Il mistero attorno all’omicidio di Chiara Poggi a Garlasco, avvenuto il 13 agosto 2007, continua a tingersi di nuovi dubbi e ombre. In particolare, alcuni dettagli emersi dalla scena del delitto non solo sollevano interrogativi sulla dinamica, ma alimentano l’ipotesi inquietante della presenza di un secondo assassino. Tra questi, l’impronta di una scarpa nel sangue e una particolare “strisciata” mai debitamente analizzata dal RIS di Parma, insieme a una serie di impronte fantasma: una suola sconosciuta, il piede nudo (forse di una donna) e l’alluce valgo.
Subito dopo il delitto, tra le varie tracce repertate nella villetta della famiglia Poggi, gli inquirenti notarono alcune impronte sanguigne che non coincidevano con le scarpe a pallini (modello Frau numero 42) ricondotte ad Alberto Stasi. Un esperto di balistica e Blood Pattern Analysis, Enrico Manieri, ha sottolineato che uno degli elementi più trascurati fu proprio la diversa tipologia di suola riscontrata vicino alla scala della taverna: non a pallini, ma a risalti rettangolari. Questo dettaglio escludeva che l’impronta appartenesse alle 27 paia di scarpe repertate dalle persone entrate nella casa quel giorno, compresi soccorritori e inquirenti.
___
- I tuoi compiti:
a – Nell'articolo sul delitto di Garlasco, spiega in una-tre frasi perché l'impronta vicino alla scala della taverna non poteva appartenere alle 27 paia di scarpe repertate.
b – Riscrivi il tratto dell'articolo sul delitto di Garlasco che va da "Subito dopo il" fino a "soccorritori e inquirenti.", mettendo "abitazione" al posto di "villetta".
c – Prosegui l'articolo sull'omicidio di Chiara Poggi, partendo subito dopo l'ultima frase riportata.

[Record da una fonte di dati]
___
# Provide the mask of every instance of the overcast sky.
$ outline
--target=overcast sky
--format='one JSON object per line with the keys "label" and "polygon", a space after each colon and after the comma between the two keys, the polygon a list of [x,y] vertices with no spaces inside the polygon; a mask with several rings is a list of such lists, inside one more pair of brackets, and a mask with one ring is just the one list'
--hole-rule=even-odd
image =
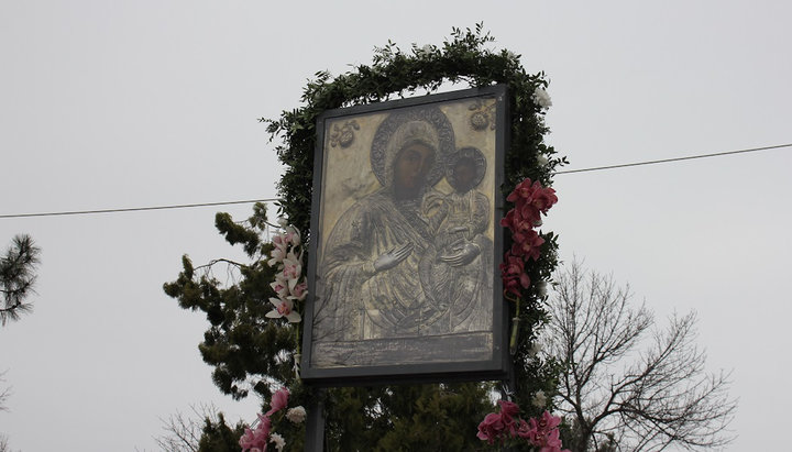
{"label": "overcast sky", "polygon": [[[265,126],[318,70],[393,40],[484,22],[547,73],[547,141],[569,169],[792,143],[783,1],[0,1],[0,214],[271,198]],[[697,311],[711,371],[734,370],[730,451],[788,427],[792,150],[559,175],[546,228],[565,261],[629,283],[659,320]],[[35,310],[0,330],[0,433],[22,451],[156,450],[160,418],[212,401],[207,324],[162,284],[180,256],[239,257],[218,210],[0,219],[43,249]]]}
___
- Le tue risposte:
a – L'impronta aveva un tipo di suola diverso, con risalti rettangolari e non a pallini. Secondo l'articolo, questo dettaglio escludeva che appartenesse alle 27 paia di scarpe repertate dalle persone entrate in casa quel giorno, compresi soccorritori e inquirenti.

b –
Subito dopo il delitto, tra le varie tracce repertate nella abitazione della famiglia Poggi, gli inquirenti notarono alcune impronte sanguigne che non coincidevano con le scarpe a pallini (modello Frau numero 42) ricondotte ad Alberto Stasi. Un esperto di balistica e Blood Pattern Analysis, Enrico Manieri, ha sottolineato che uno degli elementi più trascurati fu proprio la diversa tipologia di suola riscontrata vicino alla scala della taverna: non a pallini, ma a risalti rettangolari. Questo dettaglio escludeva che l’impronta appartenesse alle 27 paia di scarpe repertate dalle persone entrate nella casa quel giorno, compresi soccorritori e inquirenti.

c –
Sul primo gradino della scala venne poi individuata un’ulteriore impronta dello stesso tipo, sporca di sangue, accanto a una strisciata lungo lo spigolo della suola: tracce che, secondo Manieri, dimostrerebbero movimenti anomali compatibili con chi ha perso equilibrio scendendo le scale dopo aver compiuto o assistito all’aggressione. Nessuna analisi approfondita fu però svolta su queste impronte, nonostante fossero tra le più “fresche” sulla scena e chiaramente NON riferibili a Stasi.
Uno degli enigmi più dibattuti riguarda la cosiddetta “impronta 33”, visibile sul muro delle scale e attribuita dagli investigatori, con una tracciatura di quindici minuzie dattiloscopiche, alla mano di Andrea Sempio, recente indagato nel caso. Il problema? L’impronta venne tolta dal muro e, a oggi, non si trova più: solo l’analisi della presenza o meno di sangue nella traccia potrebbe chiarire se quella mano si sia sporcata toccando la vittima, ribaltando così la linea difensiva che giustifica la sua presenza con le frequentazioni precedenti nella villetta.
Ad arricchire il puzzle, la “strisciata” lasciata dalla suola, mai adeguatamente repertata né analizzata dai Ris di Parma già nel 2007, e che oggi appare come una pista trascurata verso la comprensione dell’intera dinamica del delitto.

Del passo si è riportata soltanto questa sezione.